Dataset records:
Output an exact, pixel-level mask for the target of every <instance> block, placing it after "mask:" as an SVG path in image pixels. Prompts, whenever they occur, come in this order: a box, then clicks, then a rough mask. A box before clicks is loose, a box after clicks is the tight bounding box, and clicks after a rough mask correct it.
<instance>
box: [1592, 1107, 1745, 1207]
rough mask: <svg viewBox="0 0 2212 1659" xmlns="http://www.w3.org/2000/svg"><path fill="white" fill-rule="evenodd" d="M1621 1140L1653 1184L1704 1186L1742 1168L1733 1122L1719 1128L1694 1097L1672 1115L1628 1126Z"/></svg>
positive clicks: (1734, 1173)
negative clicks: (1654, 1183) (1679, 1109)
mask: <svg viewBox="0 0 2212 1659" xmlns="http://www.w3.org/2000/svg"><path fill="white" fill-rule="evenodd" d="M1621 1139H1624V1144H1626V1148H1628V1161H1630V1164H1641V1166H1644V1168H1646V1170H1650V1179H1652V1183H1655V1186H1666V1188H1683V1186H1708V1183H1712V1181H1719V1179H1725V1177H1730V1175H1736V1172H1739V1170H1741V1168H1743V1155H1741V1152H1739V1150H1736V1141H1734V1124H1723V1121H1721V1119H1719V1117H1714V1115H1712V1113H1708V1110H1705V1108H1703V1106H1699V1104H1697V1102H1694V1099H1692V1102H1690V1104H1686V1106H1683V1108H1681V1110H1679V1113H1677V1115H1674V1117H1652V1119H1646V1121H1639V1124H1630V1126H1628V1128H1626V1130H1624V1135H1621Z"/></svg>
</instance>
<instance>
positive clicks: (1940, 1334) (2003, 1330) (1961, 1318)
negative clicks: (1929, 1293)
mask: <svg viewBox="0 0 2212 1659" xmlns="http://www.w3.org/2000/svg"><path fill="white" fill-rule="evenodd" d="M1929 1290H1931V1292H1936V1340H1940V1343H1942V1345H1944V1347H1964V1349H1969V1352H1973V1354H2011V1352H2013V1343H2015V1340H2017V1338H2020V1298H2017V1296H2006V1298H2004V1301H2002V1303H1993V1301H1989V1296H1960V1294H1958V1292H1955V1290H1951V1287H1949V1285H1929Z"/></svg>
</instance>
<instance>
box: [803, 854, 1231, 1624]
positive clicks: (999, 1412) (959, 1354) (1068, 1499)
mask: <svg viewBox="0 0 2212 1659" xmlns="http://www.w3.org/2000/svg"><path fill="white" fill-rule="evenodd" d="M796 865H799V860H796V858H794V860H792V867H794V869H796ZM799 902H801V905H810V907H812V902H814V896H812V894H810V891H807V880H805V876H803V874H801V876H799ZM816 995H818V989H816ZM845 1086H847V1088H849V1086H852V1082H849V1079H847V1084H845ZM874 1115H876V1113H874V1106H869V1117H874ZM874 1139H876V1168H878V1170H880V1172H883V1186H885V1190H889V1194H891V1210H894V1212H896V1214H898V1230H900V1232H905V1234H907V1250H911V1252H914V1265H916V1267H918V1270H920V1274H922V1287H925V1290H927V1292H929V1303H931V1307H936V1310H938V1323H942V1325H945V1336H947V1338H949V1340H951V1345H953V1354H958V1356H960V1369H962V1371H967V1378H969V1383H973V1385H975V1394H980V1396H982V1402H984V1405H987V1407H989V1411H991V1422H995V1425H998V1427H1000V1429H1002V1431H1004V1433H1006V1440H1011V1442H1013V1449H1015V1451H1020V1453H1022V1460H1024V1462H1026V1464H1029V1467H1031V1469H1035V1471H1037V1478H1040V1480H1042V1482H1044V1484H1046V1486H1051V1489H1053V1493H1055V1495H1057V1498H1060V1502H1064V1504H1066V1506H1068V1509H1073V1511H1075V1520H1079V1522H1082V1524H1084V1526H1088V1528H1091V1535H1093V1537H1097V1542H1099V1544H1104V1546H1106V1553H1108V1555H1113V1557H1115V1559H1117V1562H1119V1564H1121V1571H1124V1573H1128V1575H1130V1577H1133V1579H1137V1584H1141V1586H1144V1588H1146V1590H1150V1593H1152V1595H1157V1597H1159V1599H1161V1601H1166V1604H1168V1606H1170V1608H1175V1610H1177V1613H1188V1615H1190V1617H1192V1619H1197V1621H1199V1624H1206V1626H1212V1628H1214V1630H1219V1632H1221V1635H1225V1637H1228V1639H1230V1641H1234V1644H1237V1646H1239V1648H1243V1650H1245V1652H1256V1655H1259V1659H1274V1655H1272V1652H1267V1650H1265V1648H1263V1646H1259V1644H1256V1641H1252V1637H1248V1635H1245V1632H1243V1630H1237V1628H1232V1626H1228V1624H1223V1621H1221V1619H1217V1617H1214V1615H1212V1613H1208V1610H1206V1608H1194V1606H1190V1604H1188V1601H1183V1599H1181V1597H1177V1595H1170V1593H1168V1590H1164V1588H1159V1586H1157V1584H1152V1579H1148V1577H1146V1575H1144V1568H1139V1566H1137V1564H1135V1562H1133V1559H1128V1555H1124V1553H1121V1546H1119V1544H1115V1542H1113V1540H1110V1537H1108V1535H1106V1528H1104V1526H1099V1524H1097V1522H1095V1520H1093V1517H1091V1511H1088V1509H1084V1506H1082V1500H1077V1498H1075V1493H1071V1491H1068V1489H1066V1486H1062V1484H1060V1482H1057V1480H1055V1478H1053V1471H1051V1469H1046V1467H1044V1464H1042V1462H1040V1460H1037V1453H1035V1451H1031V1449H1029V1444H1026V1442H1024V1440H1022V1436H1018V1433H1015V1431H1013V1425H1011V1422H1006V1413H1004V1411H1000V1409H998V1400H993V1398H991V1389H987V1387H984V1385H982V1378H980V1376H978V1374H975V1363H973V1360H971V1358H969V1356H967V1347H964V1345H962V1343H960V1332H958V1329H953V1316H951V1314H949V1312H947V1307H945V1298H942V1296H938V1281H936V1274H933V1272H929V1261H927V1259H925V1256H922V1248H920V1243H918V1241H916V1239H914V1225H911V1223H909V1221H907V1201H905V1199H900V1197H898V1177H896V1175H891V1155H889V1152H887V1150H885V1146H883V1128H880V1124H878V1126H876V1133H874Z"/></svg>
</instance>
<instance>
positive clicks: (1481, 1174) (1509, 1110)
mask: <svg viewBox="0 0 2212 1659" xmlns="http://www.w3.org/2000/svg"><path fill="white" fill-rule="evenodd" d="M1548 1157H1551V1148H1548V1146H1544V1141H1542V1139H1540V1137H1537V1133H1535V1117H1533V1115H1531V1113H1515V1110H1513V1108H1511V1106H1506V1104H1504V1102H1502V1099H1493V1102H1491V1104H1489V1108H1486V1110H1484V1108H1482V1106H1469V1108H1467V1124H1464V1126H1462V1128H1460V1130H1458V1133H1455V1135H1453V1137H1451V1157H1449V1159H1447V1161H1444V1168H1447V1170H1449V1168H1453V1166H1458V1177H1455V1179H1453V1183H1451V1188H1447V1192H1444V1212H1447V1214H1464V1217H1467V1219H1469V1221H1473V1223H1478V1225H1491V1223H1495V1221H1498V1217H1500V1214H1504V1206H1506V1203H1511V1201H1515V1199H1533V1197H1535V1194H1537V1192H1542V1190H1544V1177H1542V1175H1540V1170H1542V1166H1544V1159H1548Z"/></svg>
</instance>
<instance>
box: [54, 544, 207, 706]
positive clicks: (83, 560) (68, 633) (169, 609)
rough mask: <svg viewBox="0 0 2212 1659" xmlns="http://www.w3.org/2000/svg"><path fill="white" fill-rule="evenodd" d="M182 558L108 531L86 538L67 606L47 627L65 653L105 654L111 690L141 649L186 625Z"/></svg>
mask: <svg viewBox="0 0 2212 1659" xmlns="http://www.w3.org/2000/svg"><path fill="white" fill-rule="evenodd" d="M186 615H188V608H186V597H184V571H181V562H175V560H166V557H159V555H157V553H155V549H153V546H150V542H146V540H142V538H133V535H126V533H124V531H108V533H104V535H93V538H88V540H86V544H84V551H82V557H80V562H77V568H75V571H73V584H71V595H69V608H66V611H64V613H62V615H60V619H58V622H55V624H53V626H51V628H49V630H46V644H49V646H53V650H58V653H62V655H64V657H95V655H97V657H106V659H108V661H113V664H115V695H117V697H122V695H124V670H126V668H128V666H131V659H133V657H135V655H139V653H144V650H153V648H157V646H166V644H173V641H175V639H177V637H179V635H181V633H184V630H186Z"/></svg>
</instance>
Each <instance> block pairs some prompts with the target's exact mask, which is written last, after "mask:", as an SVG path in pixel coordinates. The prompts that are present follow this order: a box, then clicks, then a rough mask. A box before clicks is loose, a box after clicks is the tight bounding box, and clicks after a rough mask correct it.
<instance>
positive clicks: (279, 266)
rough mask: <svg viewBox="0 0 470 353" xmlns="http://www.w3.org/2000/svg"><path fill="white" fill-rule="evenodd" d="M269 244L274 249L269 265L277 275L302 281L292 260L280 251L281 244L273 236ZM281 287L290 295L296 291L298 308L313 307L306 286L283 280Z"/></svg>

— ACTION ITEM —
Copy the entries verbatim from the beginning through the line containing "positive clicks: (1734, 1173)", including that line.

— RESULT OF THE EXERCISE —
Output an exact, pixel-level mask for the target of every <instance> block, placing it after "mask:" as an SVG path in image pixels. Prompts, whenever they occur, come in this order: a box, then clicks, then a rough mask. A box before clicks is loose, a box after clicks is the tight bounding box, and clicks after a rough mask correct it.
<instance>
box: [1592, 1107, 1745, 1207]
rough mask: <svg viewBox="0 0 2212 1659" xmlns="http://www.w3.org/2000/svg"><path fill="white" fill-rule="evenodd" d="M1621 1140L1653 1184L1704 1186L1742 1168L1733 1122L1719 1128L1694 1097L1672 1115L1628 1126Z"/></svg>
positive clicks: (1734, 1173)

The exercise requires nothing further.